** BEGIN Data provided **
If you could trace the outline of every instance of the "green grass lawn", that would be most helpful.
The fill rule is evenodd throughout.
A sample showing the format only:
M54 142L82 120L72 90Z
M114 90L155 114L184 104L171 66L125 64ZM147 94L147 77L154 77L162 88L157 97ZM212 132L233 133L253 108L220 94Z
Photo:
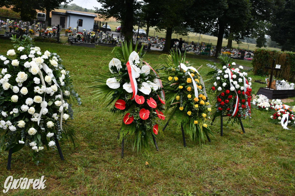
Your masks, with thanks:
M273 124L268 120L269 112L253 109L252 118L243 121L244 134L239 124L224 123L220 137L217 119L211 127L216 137L211 142L200 145L187 139L186 148L180 127L172 121L157 136L159 152L152 148L147 153L134 152L132 140L127 138L121 159L120 144L116 139L121 117L107 111L99 100L93 100L92 89L87 88L92 84L94 73L109 71L107 55L112 48L37 44L42 51L56 52L71 73L82 102L81 106L73 107L80 144L73 149L66 141L61 144L63 161L57 150L42 152L38 166L28 155L30 148L25 147L13 154L9 171L6 169L8 153L0 151L1 187L10 175L36 178L44 175L47 180L42 190L11 190L12 195L294 195L294 129L285 130ZM0 54L6 54L12 46L9 41L0 40ZM161 54L147 53L145 60L152 67L161 64ZM203 65L201 73L211 70L206 63L217 62L192 54L186 58L196 67ZM249 62L236 62L252 67ZM265 85L254 80L264 78L248 73L255 93ZM159 130L166 122L159 122Z

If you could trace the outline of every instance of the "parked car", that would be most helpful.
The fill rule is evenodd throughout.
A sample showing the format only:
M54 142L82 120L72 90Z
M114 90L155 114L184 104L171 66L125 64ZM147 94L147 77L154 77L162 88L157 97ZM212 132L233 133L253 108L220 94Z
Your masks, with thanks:
M135 32L135 34L136 34L137 35L137 33L138 32L138 30L139 29L137 29L136 30L136 31ZM141 35L147 35L147 33L143 29L139 29L139 33L138 33L139 34Z
M116 27L116 32L119 32L121 30L121 26L118 26Z
M45 21L46 14L44 13L39 12L37 14L37 20L40 21Z
M106 25L104 24L102 25L102 26L100 28L100 30L102 31L105 31L106 30ZM106 31L111 31L111 27L109 25L108 25L106 27Z

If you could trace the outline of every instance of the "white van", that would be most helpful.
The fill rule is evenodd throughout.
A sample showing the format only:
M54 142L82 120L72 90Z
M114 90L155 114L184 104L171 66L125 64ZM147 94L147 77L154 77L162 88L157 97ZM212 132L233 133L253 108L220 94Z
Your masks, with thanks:
M37 20L45 21L46 18L46 15L44 13L39 12L37 14Z

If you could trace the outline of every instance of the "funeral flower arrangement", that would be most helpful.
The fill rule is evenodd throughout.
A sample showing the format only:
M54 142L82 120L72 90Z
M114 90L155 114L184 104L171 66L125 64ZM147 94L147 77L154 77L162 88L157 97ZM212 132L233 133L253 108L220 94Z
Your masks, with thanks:
M197 69L174 51L165 55L164 90L166 107L172 109L179 127L200 143L213 133L209 127L211 108L201 75Z
M81 103L69 72L57 54L23 38L12 38L15 49L0 56L0 147L38 152L62 137L74 144L70 99Z
M257 95L252 100L252 104L257 109L268 110L269 109L274 108L273 104L270 104L268 99L265 95L260 94Z
M154 144L153 134L158 133L157 120L163 120L164 94L161 80L152 67L143 60L142 47L138 52L132 45L122 43L122 48L115 47L114 57L109 64L109 72L98 74L95 79L100 83L92 87L96 97L108 102L111 111L123 116L119 131L122 141L127 135L134 139L134 149L149 147Z
M234 69L235 63L230 63L230 58L226 55L220 55L222 69L207 65L215 69L213 77L214 82L211 89L216 97L215 117L227 115L234 122L247 117L251 117L251 78L245 77L248 74L242 72L243 67Z

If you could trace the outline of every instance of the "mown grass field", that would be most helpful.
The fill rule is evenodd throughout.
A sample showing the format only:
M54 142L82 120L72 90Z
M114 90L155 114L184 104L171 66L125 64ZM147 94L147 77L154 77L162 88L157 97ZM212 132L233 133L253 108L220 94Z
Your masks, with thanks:
M26 147L12 155L12 169L6 169L8 153L0 151L0 187L6 178L40 178L45 176L47 187L42 190L11 190L11 195L293 195L295 192L294 128L284 129L269 120L271 114L253 109L252 118L239 124L224 123L220 136L220 120L211 129L216 138L200 145L187 138L184 148L180 128L172 121L157 137L160 151L133 152L131 138L126 140L124 157L116 138L122 119L114 116L93 99L87 88L93 73L109 71L108 47L90 48L37 43L42 51L53 50L72 74L82 104L73 107L75 126L80 145L73 149L64 141L61 144L65 158L60 160L57 150L44 151L35 165ZM9 41L0 40L0 54L12 48ZM145 60L152 66L163 63L161 53L146 53ZM204 73L211 69L206 64L216 60L188 54L187 59ZM249 62L239 64L250 67ZM252 75L253 92L264 85L254 82L264 79ZM212 99L213 97L210 96ZM295 104L293 102L288 103ZM212 101L211 102L212 103ZM167 119L159 123L159 130ZM149 165L145 165L146 162ZM1 188L0 190L2 192ZM1 194L0 195L2 195Z

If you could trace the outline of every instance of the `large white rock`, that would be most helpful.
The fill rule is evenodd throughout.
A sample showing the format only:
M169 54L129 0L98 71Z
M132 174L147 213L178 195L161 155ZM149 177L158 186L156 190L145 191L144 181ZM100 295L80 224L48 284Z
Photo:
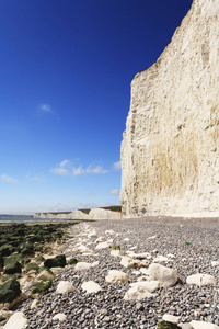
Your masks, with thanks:
M127 269L148 266L148 263L139 260L134 260L132 258L127 256L122 257L120 264Z
M218 0L194 0L157 63L131 82L122 143L126 217L219 215L218 12Z
M41 281L41 280L54 280L55 275L53 273L49 273L46 270L43 270L37 276L36 280Z
M3 326L3 329L23 329L26 322L25 315L22 311L15 311Z
M76 271L83 271L83 270L89 270L92 268L91 263L88 262L78 262L74 266Z
M53 317L54 321L65 321L67 319L67 316L64 313L58 313Z
M203 321L191 321L193 329L219 329L219 326Z
M112 212L103 208L92 208L89 213L90 219L120 219L120 212Z
M158 263L150 264L148 272L151 280L160 282L161 287L173 286L177 282L177 274L175 271Z
M106 282L110 282L110 283L128 282L128 274L126 274L122 271L111 270L105 280L106 280Z
M178 324L178 319L180 319L180 317L173 316L168 313L164 314L164 316L163 316L164 321L169 321L169 322L173 322L173 324Z
M150 298L153 295L149 292L150 286L143 284L145 282L135 282L131 284L131 287L126 292L124 299L125 300L141 300L145 298ZM154 284L152 283L151 286ZM159 283L158 283L159 287ZM153 290L154 291L154 290Z
M159 281L140 281L130 283L131 287L142 287L143 290L148 291L149 293L155 292L160 287Z
M187 284L197 284L197 285L216 285L217 279L209 274L194 274L189 275L186 279Z
M90 293L94 294L102 290L101 286L94 281L84 282L81 285L81 288L82 288L82 291L85 291L88 294L90 294Z
M60 281L57 285L57 294L67 294L74 291L74 286L69 281Z
M39 303L41 303L41 302L39 302L38 299L34 299L34 300L32 302L30 308L32 309L32 308L36 307Z
M162 254L159 254L153 259L153 263L161 263L161 262L168 262L168 261L169 261L168 257L164 257Z
M8 309L0 309L0 321L5 320L12 316L13 311Z
M124 251L123 250L111 250L111 256L122 257L122 256L124 256Z
M105 242L99 243L99 245L95 247L95 249L96 249L96 250L100 250L100 249L106 249L106 248L110 248L110 247L111 247L111 245L110 245L107 241L105 241Z

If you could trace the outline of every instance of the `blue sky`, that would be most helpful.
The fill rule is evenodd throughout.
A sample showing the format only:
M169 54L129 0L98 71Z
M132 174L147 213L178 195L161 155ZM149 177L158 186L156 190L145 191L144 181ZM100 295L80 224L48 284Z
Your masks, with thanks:
M0 1L0 213L119 204L130 82L191 4Z

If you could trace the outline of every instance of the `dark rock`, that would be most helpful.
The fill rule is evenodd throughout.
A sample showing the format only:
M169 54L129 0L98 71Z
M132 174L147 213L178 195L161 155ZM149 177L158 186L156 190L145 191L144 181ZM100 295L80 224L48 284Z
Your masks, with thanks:
M38 294L45 294L48 292L50 286L51 286L51 280L42 280L38 284L36 284L33 287L30 295L34 296L34 295L38 295Z
M161 321L157 329L181 329L181 327L178 327L177 325L173 324L173 322L169 322L169 321Z
M39 266L36 263L28 263L28 264L26 264L26 272L32 271L32 270L38 272Z
M1 256L10 256L12 252L14 252L14 247L11 245L3 245L0 247Z
M20 262L10 263L4 269L5 274L14 274L14 273L21 273L21 264Z
M16 280L7 281L0 286L0 303L12 303L21 295L20 284Z
M3 257L0 256L0 271L3 270L3 265L4 265L4 260L3 260Z
M1 277L1 281L2 282L7 282L9 280L16 280L18 279L18 275L15 274L4 274L2 277Z
M78 263L78 260L76 258L71 258L70 261L68 262L68 265L74 265Z
M66 266L66 256L58 254L55 258L49 258L45 260L44 266L46 268L65 268Z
** END Data provided **
__Written instruction__. Identify every line in the records above that contains the word "grass" with matching case, and copy each of those lines in full.

__Answer to this task__.
If you could trace the outline of every instance of the "green grass lawn", that would be most helpful.
If you could trace the outline of every instance of the "mown grass field", that would be most helpful.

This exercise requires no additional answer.